(Data extracted from a collection)
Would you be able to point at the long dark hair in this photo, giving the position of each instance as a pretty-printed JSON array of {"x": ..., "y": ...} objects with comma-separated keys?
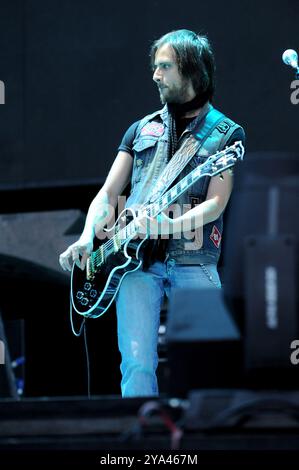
[{"x": 195, "y": 59}]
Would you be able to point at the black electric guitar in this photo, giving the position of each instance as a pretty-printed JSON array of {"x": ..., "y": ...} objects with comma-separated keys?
[{"x": 94, "y": 289}]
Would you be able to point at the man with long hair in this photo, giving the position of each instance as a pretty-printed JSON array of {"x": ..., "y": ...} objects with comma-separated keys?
[{"x": 184, "y": 72}]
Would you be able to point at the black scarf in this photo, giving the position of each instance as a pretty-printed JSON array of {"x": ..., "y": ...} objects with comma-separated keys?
[{"x": 176, "y": 111}]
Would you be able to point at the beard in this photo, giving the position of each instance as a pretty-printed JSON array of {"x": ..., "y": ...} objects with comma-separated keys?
[{"x": 175, "y": 95}]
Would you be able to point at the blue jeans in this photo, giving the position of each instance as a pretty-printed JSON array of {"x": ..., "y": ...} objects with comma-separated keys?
[{"x": 138, "y": 305}]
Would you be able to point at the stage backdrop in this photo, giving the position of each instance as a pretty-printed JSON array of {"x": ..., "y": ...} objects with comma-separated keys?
[{"x": 76, "y": 75}]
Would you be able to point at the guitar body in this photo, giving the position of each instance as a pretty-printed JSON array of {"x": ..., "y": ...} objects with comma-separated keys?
[
  {"x": 92, "y": 297},
  {"x": 94, "y": 289}
]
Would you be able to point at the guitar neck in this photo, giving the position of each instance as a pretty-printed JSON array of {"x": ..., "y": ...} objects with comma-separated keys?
[{"x": 214, "y": 165}]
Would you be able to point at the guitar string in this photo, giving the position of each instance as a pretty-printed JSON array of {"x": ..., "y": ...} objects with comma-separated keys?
[{"x": 106, "y": 247}]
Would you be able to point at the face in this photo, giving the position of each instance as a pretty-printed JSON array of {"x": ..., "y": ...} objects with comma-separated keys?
[{"x": 173, "y": 88}]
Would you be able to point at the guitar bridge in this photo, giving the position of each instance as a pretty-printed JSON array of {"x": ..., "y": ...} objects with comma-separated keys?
[{"x": 89, "y": 270}]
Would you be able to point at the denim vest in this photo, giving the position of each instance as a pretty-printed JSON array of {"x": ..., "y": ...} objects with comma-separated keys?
[{"x": 150, "y": 158}]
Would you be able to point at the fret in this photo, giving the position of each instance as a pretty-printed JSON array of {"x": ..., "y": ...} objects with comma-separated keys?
[{"x": 173, "y": 192}]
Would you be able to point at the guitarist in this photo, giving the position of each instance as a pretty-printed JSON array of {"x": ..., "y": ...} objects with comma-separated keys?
[{"x": 186, "y": 246}]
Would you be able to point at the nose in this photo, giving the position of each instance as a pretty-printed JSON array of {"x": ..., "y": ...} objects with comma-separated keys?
[{"x": 157, "y": 75}]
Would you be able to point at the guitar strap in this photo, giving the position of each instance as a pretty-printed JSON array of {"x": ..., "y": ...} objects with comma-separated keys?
[{"x": 211, "y": 118}]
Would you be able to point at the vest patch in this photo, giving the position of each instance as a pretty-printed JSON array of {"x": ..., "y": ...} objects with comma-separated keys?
[
  {"x": 215, "y": 236},
  {"x": 224, "y": 127},
  {"x": 153, "y": 128}
]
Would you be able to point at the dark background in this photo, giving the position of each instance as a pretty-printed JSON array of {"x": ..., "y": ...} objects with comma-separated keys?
[{"x": 77, "y": 75}]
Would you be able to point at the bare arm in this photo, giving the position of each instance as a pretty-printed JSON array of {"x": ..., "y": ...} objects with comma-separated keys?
[
  {"x": 100, "y": 211},
  {"x": 218, "y": 194}
]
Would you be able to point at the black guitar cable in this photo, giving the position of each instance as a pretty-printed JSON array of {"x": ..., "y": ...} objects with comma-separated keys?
[{"x": 79, "y": 333}]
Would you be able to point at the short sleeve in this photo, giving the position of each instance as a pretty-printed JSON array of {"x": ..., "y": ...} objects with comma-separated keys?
[{"x": 128, "y": 139}]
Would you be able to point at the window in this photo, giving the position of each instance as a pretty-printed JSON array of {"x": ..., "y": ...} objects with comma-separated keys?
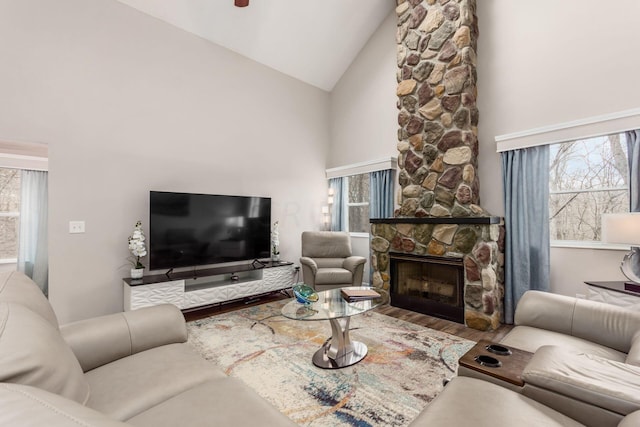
[
  {"x": 9, "y": 214},
  {"x": 587, "y": 178},
  {"x": 357, "y": 206}
]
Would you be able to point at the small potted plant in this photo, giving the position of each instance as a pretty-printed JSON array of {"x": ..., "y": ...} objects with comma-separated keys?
[{"x": 138, "y": 249}]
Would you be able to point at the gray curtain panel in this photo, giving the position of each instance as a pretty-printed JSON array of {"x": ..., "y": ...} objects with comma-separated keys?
[
  {"x": 525, "y": 176},
  {"x": 33, "y": 255},
  {"x": 381, "y": 197},
  {"x": 633, "y": 152},
  {"x": 337, "y": 210}
]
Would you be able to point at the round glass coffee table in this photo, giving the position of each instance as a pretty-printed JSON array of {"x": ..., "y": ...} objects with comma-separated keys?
[{"x": 339, "y": 351}]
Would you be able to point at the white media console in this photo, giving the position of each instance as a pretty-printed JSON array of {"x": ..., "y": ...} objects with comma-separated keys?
[{"x": 187, "y": 290}]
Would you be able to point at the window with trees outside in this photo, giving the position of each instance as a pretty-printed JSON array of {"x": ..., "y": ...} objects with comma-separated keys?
[
  {"x": 9, "y": 214},
  {"x": 357, "y": 206},
  {"x": 587, "y": 178}
]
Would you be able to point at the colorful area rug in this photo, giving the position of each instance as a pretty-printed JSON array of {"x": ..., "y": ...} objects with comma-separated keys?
[{"x": 403, "y": 371}]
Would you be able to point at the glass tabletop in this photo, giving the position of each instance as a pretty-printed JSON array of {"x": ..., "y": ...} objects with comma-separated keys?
[{"x": 331, "y": 305}]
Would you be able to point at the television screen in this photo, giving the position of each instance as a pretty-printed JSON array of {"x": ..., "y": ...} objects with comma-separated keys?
[{"x": 199, "y": 229}]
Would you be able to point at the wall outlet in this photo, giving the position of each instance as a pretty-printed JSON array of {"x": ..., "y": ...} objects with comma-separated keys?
[{"x": 76, "y": 227}]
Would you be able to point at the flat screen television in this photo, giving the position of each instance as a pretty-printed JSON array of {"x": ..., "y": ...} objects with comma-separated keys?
[{"x": 187, "y": 230}]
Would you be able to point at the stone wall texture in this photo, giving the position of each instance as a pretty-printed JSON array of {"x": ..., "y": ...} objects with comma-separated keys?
[
  {"x": 438, "y": 155},
  {"x": 438, "y": 117}
]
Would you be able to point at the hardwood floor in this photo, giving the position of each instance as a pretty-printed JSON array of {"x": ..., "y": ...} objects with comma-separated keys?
[
  {"x": 443, "y": 325},
  {"x": 447, "y": 326}
]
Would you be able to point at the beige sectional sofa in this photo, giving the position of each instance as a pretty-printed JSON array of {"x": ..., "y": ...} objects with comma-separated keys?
[
  {"x": 131, "y": 368},
  {"x": 585, "y": 370}
]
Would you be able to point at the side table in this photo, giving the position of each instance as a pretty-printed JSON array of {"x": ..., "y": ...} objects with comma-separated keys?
[{"x": 507, "y": 374}]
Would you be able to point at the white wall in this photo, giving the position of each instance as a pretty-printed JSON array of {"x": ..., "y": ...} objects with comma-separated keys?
[
  {"x": 547, "y": 62},
  {"x": 363, "y": 112},
  {"x": 128, "y": 104}
]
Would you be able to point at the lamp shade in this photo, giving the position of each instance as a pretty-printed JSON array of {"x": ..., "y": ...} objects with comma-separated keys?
[{"x": 621, "y": 228}]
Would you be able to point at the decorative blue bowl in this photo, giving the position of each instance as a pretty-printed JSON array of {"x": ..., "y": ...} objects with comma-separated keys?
[{"x": 305, "y": 294}]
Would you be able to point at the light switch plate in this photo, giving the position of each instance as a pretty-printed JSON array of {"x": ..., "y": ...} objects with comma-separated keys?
[{"x": 76, "y": 227}]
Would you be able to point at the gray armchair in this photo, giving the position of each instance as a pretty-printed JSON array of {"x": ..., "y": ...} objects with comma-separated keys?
[{"x": 327, "y": 262}]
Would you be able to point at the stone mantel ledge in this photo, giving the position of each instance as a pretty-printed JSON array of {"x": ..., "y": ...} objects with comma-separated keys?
[{"x": 486, "y": 220}]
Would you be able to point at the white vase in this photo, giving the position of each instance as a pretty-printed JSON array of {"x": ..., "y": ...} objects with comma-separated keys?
[{"x": 137, "y": 273}]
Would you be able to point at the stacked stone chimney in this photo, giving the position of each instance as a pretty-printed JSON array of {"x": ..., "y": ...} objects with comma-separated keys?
[{"x": 438, "y": 156}]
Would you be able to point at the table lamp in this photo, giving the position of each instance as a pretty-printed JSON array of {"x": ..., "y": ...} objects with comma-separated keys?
[{"x": 625, "y": 228}]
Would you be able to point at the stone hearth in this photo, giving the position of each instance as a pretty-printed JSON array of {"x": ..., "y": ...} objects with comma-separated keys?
[{"x": 439, "y": 210}]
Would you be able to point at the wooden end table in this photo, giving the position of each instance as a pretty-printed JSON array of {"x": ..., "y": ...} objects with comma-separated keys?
[{"x": 511, "y": 366}]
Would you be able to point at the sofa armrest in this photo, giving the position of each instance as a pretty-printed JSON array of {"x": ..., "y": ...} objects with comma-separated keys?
[
  {"x": 101, "y": 340},
  {"x": 604, "y": 324},
  {"x": 353, "y": 262},
  {"x": 584, "y": 377}
]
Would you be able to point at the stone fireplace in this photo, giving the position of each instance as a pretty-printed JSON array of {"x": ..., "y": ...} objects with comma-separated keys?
[
  {"x": 428, "y": 284},
  {"x": 439, "y": 218}
]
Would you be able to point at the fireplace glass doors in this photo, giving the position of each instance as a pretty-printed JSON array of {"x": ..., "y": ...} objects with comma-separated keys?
[{"x": 428, "y": 284}]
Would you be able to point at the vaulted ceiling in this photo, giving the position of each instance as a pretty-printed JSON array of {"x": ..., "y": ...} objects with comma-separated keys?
[{"x": 311, "y": 40}]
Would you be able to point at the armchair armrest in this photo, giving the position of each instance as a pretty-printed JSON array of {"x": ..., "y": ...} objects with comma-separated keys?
[
  {"x": 352, "y": 262},
  {"x": 310, "y": 263},
  {"x": 584, "y": 377},
  {"x": 309, "y": 270},
  {"x": 101, "y": 340}
]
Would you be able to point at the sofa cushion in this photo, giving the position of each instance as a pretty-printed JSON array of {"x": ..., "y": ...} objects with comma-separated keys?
[
  {"x": 27, "y": 406},
  {"x": 222, "y": 402},
  {"x": 131, "y": 385},
  {"x": 633, "y": 357},
  {"x": 17, "y": 287},
  {"x": 32, "y": 352},
  {"x": 472, "y": 402},
  {"x": 584, "y": 377},
  {"x": 530, "y": 339}
]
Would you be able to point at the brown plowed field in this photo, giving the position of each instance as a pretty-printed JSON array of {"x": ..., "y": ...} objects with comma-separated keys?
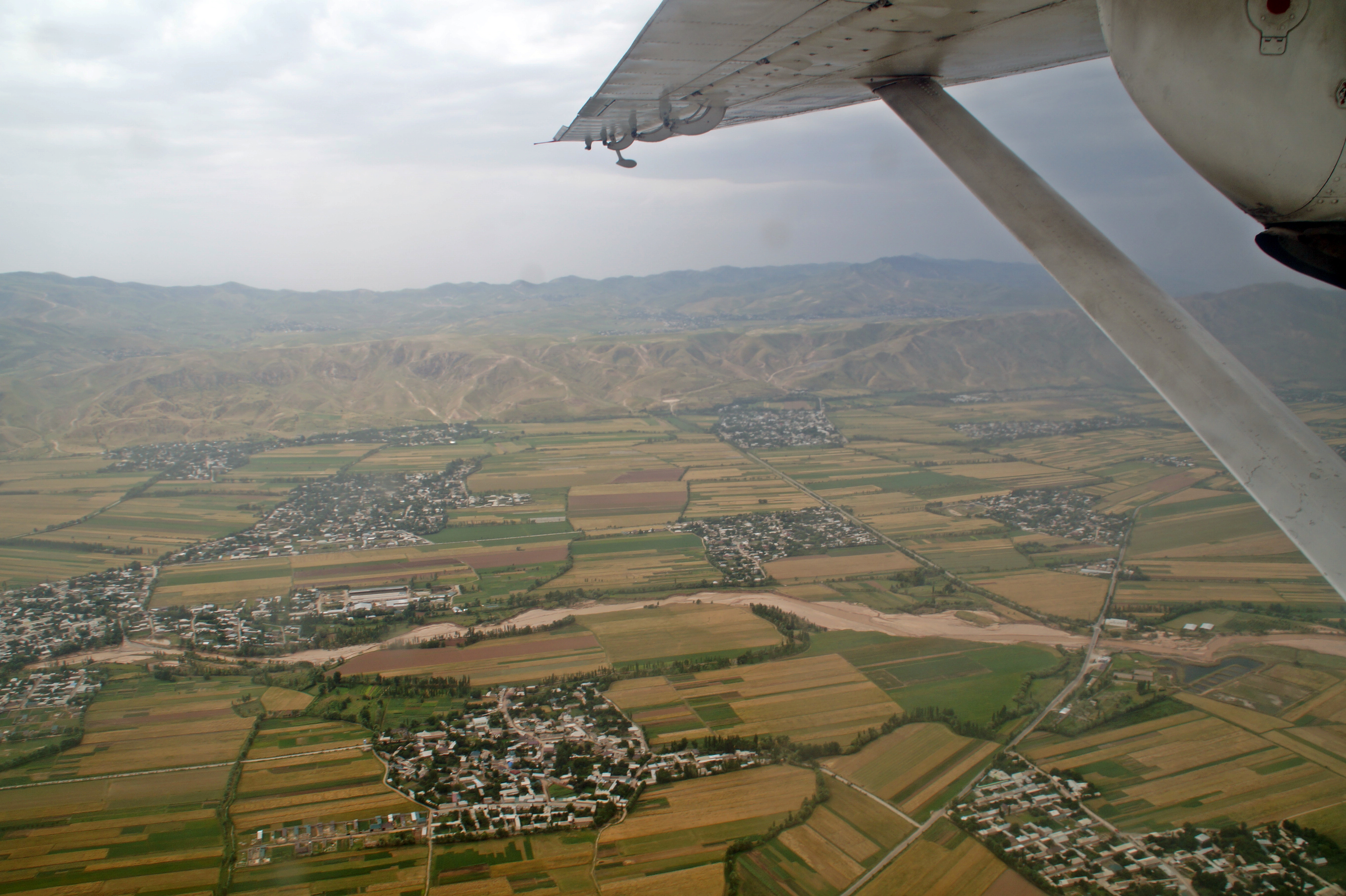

§ **Your task**
Set down exactly the lines between the line containing "Would you be able to point at the armchair" and the end of the records above, both ends included; pictures stay out.

§ **Expected output**
Would you be able to point at the armchair armrest in this photo, giving the position of each instance as a pretty-printed JSON array of {"x": ..., "y": ...} objects with comma-separated keys?
[
  {"x": 352, "y": 262},
  {"x": 310, "y": 263},
  {"x": 584, "y": 377},
  {"x": 309, "y": 270},
  {"x": 101, "y": 340}
]
Would you be able to point at the sofa cushion in this photo, giving the position of each instance as a pretty-printed JSON array of {"x": ..., "y": ...} objects with comma-separated keys?
[
  {"x": 27, "y": 406},
  {"x": 222, "y": 402},
  {"x": 131, "y": 385},
  {"x": 633, "y": 357},
  {"x": 17, "y": 287},
  {"x": 32, "y": 352},
  {"x": 472, "y": 402},
  {"x": 584, "y": 377},
  {"x": 530, "y": 339}
]
Would you be able to point at the brown plowed field in this photo, giving the position of each instance as a pretty-printed JSON array of {"x": ..., "y": ...} objects with comma-separated keys?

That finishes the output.